Task requirements - Filter the entries down to the lines holding "grass", then copy those lines.

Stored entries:

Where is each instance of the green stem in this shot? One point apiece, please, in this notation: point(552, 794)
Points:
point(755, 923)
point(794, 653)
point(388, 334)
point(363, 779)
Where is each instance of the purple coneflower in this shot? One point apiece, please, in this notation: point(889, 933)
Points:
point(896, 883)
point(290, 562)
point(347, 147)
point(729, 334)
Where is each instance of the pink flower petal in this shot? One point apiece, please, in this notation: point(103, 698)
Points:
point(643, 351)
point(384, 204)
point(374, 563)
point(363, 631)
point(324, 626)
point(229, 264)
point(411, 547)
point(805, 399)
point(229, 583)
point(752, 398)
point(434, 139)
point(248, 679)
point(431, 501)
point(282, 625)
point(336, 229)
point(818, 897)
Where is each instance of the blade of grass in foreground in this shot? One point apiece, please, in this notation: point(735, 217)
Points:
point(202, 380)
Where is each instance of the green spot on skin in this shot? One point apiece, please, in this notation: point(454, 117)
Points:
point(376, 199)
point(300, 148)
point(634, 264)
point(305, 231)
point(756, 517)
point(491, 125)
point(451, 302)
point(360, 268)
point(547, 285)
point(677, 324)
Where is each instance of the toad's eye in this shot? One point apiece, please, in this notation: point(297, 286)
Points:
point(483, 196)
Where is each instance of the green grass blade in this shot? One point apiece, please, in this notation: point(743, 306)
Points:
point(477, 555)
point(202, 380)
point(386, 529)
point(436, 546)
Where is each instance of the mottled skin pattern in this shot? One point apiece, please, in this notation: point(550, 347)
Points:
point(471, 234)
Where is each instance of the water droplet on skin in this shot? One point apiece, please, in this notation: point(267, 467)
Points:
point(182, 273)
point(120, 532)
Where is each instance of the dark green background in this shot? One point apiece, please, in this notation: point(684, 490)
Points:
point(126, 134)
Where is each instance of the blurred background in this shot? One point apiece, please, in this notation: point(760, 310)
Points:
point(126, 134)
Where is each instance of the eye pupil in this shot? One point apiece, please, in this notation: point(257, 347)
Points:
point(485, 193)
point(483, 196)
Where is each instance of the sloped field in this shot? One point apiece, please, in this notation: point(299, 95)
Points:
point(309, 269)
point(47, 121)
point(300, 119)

Output -
Where is each instance of the blade of grass in foreground in this shot? One point apiece, please, in this notation: point(735, 217)
Where is each instance of the green grass blade in this shot? One point apiece, please, in this notation: point(743, 306)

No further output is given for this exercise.